### Information provided:
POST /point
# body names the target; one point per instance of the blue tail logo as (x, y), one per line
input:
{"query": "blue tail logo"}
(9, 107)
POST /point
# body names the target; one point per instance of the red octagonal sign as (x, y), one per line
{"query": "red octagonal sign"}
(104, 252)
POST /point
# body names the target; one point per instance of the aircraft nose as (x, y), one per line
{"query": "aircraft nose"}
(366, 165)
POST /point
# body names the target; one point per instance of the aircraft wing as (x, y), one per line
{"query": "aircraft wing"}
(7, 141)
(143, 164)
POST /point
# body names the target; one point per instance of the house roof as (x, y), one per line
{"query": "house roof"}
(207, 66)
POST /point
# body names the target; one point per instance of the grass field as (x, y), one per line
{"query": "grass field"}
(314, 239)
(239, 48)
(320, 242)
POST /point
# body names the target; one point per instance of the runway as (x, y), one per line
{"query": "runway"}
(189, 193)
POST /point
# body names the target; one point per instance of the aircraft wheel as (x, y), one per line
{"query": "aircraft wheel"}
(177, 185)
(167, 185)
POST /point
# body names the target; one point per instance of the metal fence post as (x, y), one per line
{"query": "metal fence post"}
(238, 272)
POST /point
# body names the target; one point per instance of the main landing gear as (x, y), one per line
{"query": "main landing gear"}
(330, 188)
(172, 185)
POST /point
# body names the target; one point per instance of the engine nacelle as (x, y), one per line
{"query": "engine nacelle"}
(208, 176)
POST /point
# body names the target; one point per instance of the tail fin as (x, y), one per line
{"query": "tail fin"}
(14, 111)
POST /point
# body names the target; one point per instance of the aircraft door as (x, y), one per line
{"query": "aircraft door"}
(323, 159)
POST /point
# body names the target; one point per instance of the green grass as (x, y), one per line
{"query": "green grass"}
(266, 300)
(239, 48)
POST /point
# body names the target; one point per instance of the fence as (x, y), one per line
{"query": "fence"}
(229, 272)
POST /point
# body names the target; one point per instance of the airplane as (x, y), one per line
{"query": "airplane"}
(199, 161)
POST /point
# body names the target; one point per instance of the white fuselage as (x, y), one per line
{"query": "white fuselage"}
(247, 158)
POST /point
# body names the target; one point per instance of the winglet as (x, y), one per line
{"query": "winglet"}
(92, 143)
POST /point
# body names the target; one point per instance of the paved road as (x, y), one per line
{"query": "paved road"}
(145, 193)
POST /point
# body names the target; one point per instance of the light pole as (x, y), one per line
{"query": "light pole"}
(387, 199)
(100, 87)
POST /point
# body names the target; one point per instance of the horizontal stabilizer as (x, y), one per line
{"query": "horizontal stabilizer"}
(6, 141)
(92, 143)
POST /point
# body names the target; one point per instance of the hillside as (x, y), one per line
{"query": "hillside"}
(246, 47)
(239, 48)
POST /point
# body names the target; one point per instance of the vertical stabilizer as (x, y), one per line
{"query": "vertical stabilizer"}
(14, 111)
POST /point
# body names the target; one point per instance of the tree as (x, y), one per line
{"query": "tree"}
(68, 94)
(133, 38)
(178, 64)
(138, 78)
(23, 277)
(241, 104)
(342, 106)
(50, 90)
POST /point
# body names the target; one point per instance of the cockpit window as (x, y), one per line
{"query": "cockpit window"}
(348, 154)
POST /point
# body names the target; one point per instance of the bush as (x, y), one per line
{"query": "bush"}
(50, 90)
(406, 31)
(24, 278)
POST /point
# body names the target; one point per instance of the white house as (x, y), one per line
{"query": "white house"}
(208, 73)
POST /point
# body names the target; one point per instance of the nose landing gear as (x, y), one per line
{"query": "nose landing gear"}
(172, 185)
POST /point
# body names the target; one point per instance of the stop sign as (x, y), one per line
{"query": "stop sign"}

### Problem description:
Could you write out all the data exactly as it is given?

### Expected answer:
POST /point
# body names the target; one point per instance of the blue tail logo as (x, y), one per line
input:
{"query": "blue tail logo"}
(9, 107)
POST /point
# body names the target; one point per instance of the red octagonal sign as (x, y), one per line
{"query": "red octagonal sign"}
(104, 252)
POST /point
# body names the target; one point per instance of the aircraft nose as (x, y), one per line
{"query": "aircraft nose"}
(366, 165)
POST /point
# body names the target; one point per instance of the aircraft wing as (x, y), one per line
{"query": "aircraft wing"}
(7, 141)
(143, 164)
POST /point
# body names the target; one point per instance of the house roof as (x, y), one per line
{"query": "house roof"}
(207, 66)
POST /point
# body names the target; one point per instance of the grass field as (x, y), one per line
{"query": "grass field"}
(314, 239)
(239, 48)
(320, 242)
POST /point
# body names the target; one point per instance of the runway as (x, y), one per line
{"query": "runway"}
(189, 193)
POST /point
# body names the target; one point per instance of the aircraft wheel as (x, y), one per line
{"query": "aircraft wheel"}
(177, 185)
(167, 185)
POST /point
# body names the target; one point per instance of the metal fence post as (x, y), one per line
{"query": "metal fence post"}
(238, 272)
POST /point
# body names the target; one point per instance of the main landing gear as (x, y), one per line
{"query": "main landing gear"}
(330, 188)
(172, 185)
POST /point
# body names the target; one point per instance of the engine nacelle as (x, y), one per line
{"query": "engine nacelle"}
(208, 176)
POST /point
# body names the target; one point per instance of the tail fin as (x, y), one per line
{"query": "tail fin"}
(14, 111)
POST /point
# body names the target; one point per instance of the aircraft door as (x, y), one per line
{"query": "aircraft door"}
(323, 159)
POST /point
# body names the target; one point per instance of the green grass as (x, y), one per line
{"query": "green grass"}
(266, 300)
(239, 48)
POST /point
# body names the target; one point per instance of the fence as (x, y), one per line
{"query": "fence"}
(229, 272)
POST /point
# body names the target; one point per instance of the airplane as (x, y), one per line
{"query": "airplane"}
(199, 161)
POST /point
# body names the target; one point per instance of the white fuselage as (x, y), one per line
{"query": "white fuselage"}
(247, 158)
POST /point
# body names the target; one point per instance of the winglet as (x, y), one per line
{"query": "winglet"}
(92, 143)
POST /point
# body names the target; one point per instance of the paved road as (x, y), one per line
{"query": "paved road"}
(145, 193)
POST /point
# body names the target; one point per instance of the light pole as (x, y), one per line
{"query": "light pole"}
(387, 199)
(100, 87)
POST /point
# body names the target; one point per instance of the horizontal stabilizer as (x, y), one per line
{"query": "horizontal stabilizer"}
(6, 141)
(92, 143)
POST /point
# body names the target; one point per instance of the hillside as (x, y), one per line
{"query": "hillside"}
(246, 47)
(239, 48)
POST /point
# body names the target; one point per instance of the vertical stabilizer as (x, y), one per line
{"query": "vertical stabilizer"}
(14, 111)
POST /point
# body names the target; one point per instance of the tree as (x, y), one per line
{"query": "tree"}
(68, 94)
(133, 38)
(178, 64)
(138, 78)
(23, 277)
(241, 104)
(342, 106)
(50, 90)
POST /point
# body names the target; one point per instance of the cockpit window as (x, y), one per line
{"query": "cockpit window"}
(348, 154)
POST /point
# body names the target; one point per instance of the bush as (x, y), one per line
{"query": "bush"}
(50, 90)
(406, 31)
(24, 278)
POST /point
# body names the target; one point per instance of the white house as (x, y), one per line
{"query": "white house"}
(208, 73)
POST /point
# body names the target; one point per instance of the nose landing gear as (x, y), one per line
{"query": "nose landing gear"}
(172, 185)
POST /point
# body names the target; one point per instance of the stop sign as (x, y), one per line
{"query": "stop sign"}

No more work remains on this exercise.